Job
Copy out exactly the lines from the line containing "[indicate] white window" to the end of the listing.

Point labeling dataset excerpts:
__________________________________________________

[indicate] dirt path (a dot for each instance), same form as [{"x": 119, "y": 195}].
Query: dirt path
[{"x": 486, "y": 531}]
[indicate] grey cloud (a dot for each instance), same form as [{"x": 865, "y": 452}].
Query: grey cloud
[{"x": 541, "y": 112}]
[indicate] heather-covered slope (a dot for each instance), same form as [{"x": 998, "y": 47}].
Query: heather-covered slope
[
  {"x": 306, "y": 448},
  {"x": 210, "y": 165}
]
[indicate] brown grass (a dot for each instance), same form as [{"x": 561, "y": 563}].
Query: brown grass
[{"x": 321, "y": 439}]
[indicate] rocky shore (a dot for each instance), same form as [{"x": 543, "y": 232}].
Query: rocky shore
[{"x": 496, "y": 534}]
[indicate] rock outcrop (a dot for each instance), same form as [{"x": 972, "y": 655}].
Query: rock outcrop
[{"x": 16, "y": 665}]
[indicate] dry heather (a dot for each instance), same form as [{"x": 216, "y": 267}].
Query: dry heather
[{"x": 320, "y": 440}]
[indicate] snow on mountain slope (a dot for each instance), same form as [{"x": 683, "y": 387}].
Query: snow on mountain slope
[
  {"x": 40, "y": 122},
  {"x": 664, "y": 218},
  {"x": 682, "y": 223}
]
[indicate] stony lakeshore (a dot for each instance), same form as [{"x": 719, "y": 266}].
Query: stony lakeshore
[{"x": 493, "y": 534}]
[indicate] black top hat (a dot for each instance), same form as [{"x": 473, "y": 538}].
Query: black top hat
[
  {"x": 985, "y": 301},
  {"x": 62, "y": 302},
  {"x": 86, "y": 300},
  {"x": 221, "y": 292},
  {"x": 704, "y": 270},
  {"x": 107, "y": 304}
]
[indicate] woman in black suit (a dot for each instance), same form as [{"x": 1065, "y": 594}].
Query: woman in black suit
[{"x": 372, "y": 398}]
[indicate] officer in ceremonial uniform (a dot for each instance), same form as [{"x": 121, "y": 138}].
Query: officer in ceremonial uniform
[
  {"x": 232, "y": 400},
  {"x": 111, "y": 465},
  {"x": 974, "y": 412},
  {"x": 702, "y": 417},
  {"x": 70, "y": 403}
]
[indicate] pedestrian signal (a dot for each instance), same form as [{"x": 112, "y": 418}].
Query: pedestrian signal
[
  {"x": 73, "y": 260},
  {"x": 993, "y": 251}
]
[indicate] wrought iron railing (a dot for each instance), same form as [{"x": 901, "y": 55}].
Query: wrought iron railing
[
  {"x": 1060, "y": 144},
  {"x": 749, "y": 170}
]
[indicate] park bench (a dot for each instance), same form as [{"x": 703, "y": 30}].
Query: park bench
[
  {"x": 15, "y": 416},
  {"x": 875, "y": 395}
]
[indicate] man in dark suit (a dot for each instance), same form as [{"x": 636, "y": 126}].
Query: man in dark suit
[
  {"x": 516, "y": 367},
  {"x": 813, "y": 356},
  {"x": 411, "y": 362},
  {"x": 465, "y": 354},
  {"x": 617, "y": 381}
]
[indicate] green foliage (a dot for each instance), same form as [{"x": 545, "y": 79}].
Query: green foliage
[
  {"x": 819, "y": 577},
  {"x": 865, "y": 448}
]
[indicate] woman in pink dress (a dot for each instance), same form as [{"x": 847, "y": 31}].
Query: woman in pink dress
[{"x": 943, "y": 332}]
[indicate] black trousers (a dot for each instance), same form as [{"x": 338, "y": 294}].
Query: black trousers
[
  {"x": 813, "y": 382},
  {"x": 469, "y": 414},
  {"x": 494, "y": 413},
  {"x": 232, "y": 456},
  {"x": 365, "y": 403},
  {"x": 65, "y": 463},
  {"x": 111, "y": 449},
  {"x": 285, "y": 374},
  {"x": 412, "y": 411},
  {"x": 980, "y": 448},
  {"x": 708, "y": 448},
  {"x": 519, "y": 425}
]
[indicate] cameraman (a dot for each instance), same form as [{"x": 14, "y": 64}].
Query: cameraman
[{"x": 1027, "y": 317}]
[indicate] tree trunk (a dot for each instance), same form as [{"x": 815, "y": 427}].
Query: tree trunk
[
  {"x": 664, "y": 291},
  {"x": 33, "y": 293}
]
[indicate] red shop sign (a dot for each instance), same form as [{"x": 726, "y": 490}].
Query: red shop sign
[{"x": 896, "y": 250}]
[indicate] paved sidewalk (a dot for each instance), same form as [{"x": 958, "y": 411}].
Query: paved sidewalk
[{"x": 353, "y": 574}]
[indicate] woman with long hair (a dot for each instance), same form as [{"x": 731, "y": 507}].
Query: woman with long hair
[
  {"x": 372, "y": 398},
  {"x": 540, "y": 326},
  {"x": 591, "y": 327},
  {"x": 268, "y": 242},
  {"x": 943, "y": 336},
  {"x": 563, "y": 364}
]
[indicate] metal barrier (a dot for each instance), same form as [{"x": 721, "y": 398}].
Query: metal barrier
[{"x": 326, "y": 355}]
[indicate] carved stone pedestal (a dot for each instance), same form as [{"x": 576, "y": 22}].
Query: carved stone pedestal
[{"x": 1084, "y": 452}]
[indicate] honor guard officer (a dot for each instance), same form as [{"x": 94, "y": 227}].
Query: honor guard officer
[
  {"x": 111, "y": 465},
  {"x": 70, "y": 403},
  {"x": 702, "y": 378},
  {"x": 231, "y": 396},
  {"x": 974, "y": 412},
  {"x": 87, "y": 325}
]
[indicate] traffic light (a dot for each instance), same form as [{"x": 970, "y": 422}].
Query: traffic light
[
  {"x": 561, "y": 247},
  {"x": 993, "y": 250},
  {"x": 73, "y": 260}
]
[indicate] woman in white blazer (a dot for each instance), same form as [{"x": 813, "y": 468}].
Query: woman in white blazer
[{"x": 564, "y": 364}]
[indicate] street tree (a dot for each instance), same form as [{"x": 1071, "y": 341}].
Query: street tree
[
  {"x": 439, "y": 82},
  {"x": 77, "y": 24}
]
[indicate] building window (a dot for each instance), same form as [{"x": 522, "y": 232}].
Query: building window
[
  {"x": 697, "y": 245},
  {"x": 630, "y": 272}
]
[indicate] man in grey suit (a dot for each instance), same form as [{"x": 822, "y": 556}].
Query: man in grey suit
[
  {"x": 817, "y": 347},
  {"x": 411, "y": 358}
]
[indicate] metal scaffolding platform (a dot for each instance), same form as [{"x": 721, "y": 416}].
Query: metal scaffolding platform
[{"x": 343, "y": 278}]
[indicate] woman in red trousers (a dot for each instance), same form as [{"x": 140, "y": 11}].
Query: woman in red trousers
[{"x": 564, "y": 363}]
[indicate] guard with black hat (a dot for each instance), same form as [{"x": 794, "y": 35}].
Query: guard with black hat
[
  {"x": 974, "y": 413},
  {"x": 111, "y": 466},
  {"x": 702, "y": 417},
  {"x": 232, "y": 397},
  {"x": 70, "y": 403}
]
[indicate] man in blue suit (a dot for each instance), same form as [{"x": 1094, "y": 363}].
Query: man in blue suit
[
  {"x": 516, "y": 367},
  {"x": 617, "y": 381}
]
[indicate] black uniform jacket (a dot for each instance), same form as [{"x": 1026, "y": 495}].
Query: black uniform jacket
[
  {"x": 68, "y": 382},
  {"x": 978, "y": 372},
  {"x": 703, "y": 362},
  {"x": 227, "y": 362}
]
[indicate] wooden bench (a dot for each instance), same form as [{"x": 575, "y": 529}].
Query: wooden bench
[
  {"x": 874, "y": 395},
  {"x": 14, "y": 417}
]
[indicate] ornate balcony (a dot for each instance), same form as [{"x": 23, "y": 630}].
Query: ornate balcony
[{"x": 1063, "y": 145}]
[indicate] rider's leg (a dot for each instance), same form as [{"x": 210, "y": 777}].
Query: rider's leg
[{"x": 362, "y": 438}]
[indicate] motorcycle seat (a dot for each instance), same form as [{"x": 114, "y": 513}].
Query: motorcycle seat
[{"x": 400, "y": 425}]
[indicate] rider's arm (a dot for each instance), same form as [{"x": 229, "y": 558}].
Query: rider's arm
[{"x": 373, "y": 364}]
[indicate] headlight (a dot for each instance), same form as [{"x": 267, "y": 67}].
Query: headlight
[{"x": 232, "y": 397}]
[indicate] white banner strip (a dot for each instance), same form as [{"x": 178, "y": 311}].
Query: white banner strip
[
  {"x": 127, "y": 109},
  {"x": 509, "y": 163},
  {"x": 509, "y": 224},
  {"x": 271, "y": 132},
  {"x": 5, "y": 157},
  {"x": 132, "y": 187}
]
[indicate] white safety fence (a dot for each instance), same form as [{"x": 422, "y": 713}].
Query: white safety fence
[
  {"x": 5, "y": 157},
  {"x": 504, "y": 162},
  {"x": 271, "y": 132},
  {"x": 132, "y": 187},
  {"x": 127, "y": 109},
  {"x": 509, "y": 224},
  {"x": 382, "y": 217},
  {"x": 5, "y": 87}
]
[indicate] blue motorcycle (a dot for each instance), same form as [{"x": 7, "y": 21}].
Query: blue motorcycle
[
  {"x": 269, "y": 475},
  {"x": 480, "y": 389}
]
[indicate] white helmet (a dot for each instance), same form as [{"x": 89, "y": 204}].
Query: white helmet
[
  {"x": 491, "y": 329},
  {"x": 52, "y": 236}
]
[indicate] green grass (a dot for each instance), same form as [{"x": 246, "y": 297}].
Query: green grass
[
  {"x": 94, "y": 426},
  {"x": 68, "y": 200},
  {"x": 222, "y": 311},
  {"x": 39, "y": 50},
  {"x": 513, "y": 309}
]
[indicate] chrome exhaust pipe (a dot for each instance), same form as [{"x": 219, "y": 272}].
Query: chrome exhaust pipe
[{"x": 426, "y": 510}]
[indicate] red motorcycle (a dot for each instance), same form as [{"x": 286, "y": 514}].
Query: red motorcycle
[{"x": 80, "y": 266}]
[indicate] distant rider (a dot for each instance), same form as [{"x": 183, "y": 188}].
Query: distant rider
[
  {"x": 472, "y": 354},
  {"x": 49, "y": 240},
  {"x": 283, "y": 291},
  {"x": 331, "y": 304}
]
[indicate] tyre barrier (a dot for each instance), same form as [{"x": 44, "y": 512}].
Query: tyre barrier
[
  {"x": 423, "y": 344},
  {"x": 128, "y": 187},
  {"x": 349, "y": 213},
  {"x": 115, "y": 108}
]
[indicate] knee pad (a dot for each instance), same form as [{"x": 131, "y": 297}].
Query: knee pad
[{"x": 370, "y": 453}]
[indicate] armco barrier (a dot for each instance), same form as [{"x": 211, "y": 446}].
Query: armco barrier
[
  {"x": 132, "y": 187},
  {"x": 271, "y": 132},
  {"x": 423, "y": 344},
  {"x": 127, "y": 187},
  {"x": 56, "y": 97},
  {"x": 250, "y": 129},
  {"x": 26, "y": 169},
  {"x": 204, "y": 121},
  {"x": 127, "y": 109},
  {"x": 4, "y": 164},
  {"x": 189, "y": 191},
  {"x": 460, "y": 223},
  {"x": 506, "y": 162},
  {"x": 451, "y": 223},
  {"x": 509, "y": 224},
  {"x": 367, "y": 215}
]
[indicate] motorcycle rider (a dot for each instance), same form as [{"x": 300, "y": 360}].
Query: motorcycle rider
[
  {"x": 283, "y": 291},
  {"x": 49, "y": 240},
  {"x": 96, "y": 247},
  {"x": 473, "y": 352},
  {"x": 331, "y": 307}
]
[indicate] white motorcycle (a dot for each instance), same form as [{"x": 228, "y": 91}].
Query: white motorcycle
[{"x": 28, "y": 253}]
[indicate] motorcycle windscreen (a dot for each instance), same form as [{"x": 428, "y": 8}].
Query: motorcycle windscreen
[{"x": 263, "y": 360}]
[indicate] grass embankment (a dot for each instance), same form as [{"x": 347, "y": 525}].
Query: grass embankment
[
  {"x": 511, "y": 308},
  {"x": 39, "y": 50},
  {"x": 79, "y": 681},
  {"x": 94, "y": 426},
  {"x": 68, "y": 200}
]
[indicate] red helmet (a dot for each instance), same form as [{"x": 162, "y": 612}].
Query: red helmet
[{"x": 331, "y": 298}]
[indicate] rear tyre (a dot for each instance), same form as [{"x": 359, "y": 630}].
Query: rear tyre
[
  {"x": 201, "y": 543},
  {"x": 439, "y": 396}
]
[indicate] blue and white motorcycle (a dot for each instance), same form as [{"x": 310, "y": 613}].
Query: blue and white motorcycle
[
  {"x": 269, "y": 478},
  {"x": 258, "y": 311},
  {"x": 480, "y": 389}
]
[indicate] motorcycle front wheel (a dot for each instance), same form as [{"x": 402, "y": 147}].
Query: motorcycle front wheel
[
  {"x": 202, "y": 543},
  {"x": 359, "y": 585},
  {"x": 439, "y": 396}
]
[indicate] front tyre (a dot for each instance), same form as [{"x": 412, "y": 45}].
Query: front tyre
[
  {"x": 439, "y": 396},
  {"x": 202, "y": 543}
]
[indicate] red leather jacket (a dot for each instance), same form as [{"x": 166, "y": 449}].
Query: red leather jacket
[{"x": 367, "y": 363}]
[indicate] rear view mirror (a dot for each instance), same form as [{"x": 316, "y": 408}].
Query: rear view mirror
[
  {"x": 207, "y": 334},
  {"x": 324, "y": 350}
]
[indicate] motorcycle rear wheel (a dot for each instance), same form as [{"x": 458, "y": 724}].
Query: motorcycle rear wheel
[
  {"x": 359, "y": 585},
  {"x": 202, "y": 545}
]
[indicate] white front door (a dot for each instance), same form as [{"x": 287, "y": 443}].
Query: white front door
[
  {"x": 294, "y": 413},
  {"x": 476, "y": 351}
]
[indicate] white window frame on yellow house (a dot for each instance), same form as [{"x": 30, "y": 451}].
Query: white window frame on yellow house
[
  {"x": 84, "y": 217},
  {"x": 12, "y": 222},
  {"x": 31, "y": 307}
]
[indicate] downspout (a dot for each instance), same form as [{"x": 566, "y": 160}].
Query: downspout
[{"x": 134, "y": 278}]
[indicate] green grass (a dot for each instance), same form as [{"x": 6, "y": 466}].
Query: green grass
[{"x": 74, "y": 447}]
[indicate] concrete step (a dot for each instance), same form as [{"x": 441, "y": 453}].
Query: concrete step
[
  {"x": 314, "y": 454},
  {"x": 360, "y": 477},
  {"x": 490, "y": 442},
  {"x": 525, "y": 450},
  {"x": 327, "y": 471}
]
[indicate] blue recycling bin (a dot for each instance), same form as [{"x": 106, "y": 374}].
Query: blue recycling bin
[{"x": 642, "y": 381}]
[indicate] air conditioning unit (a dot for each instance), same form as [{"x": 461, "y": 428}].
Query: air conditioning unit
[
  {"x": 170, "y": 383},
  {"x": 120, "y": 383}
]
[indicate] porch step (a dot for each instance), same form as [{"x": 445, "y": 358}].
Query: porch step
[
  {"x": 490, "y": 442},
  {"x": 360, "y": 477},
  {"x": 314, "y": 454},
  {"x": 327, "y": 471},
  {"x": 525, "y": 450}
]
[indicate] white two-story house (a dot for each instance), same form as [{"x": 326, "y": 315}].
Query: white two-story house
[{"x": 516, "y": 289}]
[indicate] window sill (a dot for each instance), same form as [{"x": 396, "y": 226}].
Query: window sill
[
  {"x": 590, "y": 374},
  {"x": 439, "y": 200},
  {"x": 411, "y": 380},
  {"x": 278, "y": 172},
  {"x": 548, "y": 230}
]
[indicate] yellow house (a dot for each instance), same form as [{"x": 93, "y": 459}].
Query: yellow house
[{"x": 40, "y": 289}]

__________________________________________________

Answer to the problem
[indicate] white window frame on yellow house (a dot for each instance), same form as [{"x": 30, "y": 451}].
Query: white window frame on yellow house
[
  {"x": 84, "y": 217},
  {"x": 12, "y": 222},
  {"x": 31, "y": 307}
]
[indicate] downspout (a dot for each instance), same form as [{"x": 566, "y": 160}].
Query: downspout
[{"x": 134, "y": 278}]
[indicate] green grass (a dot for each instance), same form as [{"x": 6, "y": 466}].
Query: green grass
[{"x": 74, "y": 447}]
[indicate] concrete step (a dot for each instance), same form as [{"x": 441, "y": 453}].
Query: concrete step
[
  {"x": 314, "y": 454},
  {"x": 360, "y": 477},
  {"x": 490, "y": 442},
  {"x": 525, "y": 450},
  {"x": 327, "y": 471}
]
[indicate] blue recycling bin (a dot for each instance), same form as [{"x": 106, "y": 374}].
Query: blue recycling bin
[{"x": 642, "y": 381}]
[indicate] air conditioning unit (a dot for each instance), same form as [{"x": 461, "y": 428}].
Query: air conditioning unit
[
  {"x": 170, "y": 383},
  {"x": 120, "y": 383}
]
[indicate] porch step (a dot for each instance), same form as [{"x": 445, "y": 358}].
Query: porch step
[
  {"x": 490, "y": 442},
  {"x": 360, "y": 477},
  {"x": 314, "y": 454},
  {"x": 327, "y": 471},
  {"x": 525, "y": 450}
]
[indicate] white two-story house (a dot for each instance), same form as [{"x": 326, "y": 315}].
Query: white two-story house
[{"x": 516, "y": 289}]
[indicate] window sill (a dot for each instance), same form as [{"x": 396, "y": 226}].
Query: window sill
[
  {"x": 590, "y": 374},
  {"x": 439, "y": 200},
  {"x": 411, "y": 380},
  {"x": 278, "y": 172},
  {"x": 548, "y": 230}
]
[indicate] yellow house (a dot for each instance), same form as [{"x": 93, "y": 459}].
Query: yellow house
[{"x": 40, "y": 289}]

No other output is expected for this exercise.